__Çalışma görevi 1__. Kayısı metnine göre dünya kuru kayısı üretiminin yaklaşık % 85-90'ı hangi yerlerden karşılanmaktadır?
__Çalışma görevi 2__. Kayısı üretimi üzerine olan metni son cümlesinden sonra sürdürür müsünüz?

Türkiye'de en erken hasat Mut'ta yapılır. Bu
bölgede Mayıs ayının ikinci ya da üçüncü haftalarında olgunlaşan kayısının
hasadı bu bölgede Haziran sonuna kadar sürer. Sonra sırasıyla diğer bölgelerde
devam eder.
Birinci bölgede üretilen kayısıların çoğunluğu
kurutulup bu şekilde piyasaya sunulmaktadır. Dünya kuru kayısı üretiminin
yaklaşık % 85-90’
ı “Birinci Bölge” olarak bilinen Akdeniz
havzasında yer alan Türkiye, İspanya, İtalya, Fransa ve Yunanistan yanında
İran, Birleşik Devletler Topluluğu ve A.B.D.’den karşılanmaktadır.
Fakat halen kayısının üretimi dünyada en
yaygın olarak Anadolu'da (özellikle de Malatya ve çevresinde) yapılmaktadır.
Malatya ve çevresinde üretilen kayısının % 85 gibi büyük bir kısmı kuru kayısı
olarak bu bölgede üretilir ve dünya piyasalarına verilir.

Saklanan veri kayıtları
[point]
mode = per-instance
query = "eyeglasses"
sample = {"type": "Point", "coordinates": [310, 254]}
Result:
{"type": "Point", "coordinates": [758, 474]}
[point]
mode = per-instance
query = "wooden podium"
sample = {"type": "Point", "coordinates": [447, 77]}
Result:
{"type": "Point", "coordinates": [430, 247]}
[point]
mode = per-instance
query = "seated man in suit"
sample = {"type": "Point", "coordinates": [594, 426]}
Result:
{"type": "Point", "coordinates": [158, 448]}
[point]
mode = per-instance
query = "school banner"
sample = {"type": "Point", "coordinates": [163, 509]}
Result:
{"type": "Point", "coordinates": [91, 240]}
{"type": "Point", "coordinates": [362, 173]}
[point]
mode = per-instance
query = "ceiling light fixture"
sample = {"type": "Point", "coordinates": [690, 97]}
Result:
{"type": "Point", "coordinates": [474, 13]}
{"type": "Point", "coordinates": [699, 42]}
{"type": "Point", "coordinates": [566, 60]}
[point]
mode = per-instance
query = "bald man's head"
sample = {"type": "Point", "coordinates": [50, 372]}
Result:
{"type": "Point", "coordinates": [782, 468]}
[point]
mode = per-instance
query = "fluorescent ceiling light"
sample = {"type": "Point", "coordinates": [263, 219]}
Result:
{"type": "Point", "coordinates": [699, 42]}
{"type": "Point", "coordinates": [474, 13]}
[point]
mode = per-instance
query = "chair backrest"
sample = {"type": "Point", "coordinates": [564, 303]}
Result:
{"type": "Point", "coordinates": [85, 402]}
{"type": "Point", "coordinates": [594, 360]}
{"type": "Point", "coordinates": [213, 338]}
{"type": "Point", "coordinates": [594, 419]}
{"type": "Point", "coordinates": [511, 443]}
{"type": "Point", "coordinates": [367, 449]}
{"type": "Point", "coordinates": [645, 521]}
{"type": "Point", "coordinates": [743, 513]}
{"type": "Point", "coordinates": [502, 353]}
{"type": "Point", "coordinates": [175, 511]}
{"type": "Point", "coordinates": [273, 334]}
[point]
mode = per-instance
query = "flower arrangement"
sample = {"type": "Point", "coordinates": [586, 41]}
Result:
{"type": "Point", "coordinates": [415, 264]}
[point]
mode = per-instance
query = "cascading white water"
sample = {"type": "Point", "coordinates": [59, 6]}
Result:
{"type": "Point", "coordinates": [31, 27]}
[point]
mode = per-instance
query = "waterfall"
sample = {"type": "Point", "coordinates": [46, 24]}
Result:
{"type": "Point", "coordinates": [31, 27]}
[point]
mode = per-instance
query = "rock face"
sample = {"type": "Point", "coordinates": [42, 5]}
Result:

__Beklenen çıktı 1__. Türkiye, İspanya, İtalya, Fransa, Yunanistan, İran, Birleşik Devletler Topluluğu ve A.B.D.

__Beklenen çıktı 2__.
A vitamini bakımından zengin bir meyve olan kayısı, cilt
güzelliği, vücudun dinç olması, hastalıklara karşı direnç kazanması bakımından
faydalı bir meyvedir.
Kayısı alırken meyvenin olgunlaşmış olmasına dikkat edilmesi
gerekir. Çünkü bazı üreticiler raf ömrünü uzatmak amacıyla kayısıyı ham olarak
hasat ettiklerinden bu ham kayısılar doğal olarak ideal tat ve aromaya
ulaşamamaktadırlar. Tüketicilerin, kayısı alırken buna dikkat ederek, meyvenin
olgun olanlarını seçmesi gerekir.
Kayısı a,b,c vitaminleri, protein, bol miktarda şeker ve bol
miktarda madensel tuzlar ihtiva eden, tok tutması nedeniyle de diyet yapanların
tercih ettiği meyvelerden biri olan kayısı, taze ve kurutulmuş olarak
tüketilir.
Koyu renkli taze kayısılar, içerdikleri Betakarotenden dolayı çok iyi antioksidandır. Kuru kayısı, potasyum bakımından daha zengindir.
Öte yandan C vitamini, taze
kayısıda 6 mgr. iken, kuruyunca 1 mgr. a kadar düşer. Fakat kalsiyum miktarı da tazesine nazaran kurusunda daha
fazladır. 100 gr kuru kayısıda 73 mgr. Kalsiyum vardır. Tazesinde bu oran 15
mgr. a kadar düşer.
KAYISININ FAYDALARI:
- Kayısı kanseri
önleyici ve tansiyonu düşürücü
özelliğe sahip bir meyvedir. Bağırsakları
iyi çalıştırdığından kilo verilmesini kolaylaştırır.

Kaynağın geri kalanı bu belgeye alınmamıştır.